What is required »
Scan the data below for lines holding the word "ring", and copy each line found.

Supplied records »
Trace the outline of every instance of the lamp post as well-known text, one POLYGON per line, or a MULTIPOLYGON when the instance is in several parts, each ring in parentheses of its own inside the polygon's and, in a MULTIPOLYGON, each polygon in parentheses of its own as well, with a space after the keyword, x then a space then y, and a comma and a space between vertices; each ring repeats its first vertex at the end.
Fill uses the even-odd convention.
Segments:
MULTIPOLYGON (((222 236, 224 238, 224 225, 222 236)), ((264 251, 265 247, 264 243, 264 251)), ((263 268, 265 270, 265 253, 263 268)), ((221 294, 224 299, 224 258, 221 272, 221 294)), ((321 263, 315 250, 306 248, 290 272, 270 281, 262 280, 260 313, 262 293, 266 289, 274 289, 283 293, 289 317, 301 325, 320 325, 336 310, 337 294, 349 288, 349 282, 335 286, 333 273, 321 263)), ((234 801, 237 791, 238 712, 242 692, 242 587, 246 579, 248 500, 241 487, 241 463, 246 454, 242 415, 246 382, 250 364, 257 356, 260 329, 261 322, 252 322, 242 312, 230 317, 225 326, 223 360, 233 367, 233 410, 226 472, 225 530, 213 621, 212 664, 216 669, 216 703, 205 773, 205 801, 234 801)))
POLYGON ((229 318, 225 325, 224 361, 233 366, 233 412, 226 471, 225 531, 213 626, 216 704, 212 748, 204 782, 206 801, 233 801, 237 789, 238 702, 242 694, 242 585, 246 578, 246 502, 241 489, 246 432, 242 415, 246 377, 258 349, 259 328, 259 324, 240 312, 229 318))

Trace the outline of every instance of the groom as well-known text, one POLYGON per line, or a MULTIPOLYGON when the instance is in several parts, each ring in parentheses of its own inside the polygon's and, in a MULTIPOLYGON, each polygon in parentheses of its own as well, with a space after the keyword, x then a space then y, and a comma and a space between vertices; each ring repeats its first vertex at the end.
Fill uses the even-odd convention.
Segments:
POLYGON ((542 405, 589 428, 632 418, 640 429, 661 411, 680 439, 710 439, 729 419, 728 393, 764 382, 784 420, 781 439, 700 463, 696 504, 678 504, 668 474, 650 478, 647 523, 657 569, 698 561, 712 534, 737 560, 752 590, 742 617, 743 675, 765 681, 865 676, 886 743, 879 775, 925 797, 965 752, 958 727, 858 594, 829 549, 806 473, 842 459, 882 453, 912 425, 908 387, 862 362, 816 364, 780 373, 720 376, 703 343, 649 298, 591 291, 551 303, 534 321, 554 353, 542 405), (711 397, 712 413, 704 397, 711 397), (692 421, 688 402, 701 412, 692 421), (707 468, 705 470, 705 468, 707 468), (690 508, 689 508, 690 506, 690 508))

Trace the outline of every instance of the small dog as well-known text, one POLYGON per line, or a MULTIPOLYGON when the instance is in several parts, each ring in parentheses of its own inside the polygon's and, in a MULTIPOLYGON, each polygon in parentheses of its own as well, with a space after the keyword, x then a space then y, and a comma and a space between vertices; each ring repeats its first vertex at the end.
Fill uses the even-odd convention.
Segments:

Result below »
Trace the outline of every instance of the lamp post as well-known text, one POLYGON per line, or a MULTIPOLYGON when the instance is in several parts, each ring in parentheses of its own inside the polygon's and, in a MULTIPOLYGON, each polygon in parentheses of its own as well, with a space after the keyword, x then a space then y, and a comma and a space between vertices; each ring repeats its first vertex at the end.
Trace the outline of every instance of the groom as well-known text, one POLYGON per line, or a MULTIPOLYGON when the instance is in several parts, each ring in parentheses of its own inside the polygon's and, in a MULTIPOLYGON, each polygon in parentheses of its own as well, with a space after the keyword, x then a space then y, and a comma and a space between vertices; each ring repeats its first vertex at the end.
Trace the outline of every instance of the small dog as well-known text, one POLYGON per line, or a MULTIPOLYGON when the instance is in several parts, each ring in parentheses of its own inside the polygon's and, in a MULTIPOLYGON, each polygon in parentheses of its own as well, with a space after the keyword, x then a space then y, and a comma and a space between vertices; each ring repeats its first vertex at the end.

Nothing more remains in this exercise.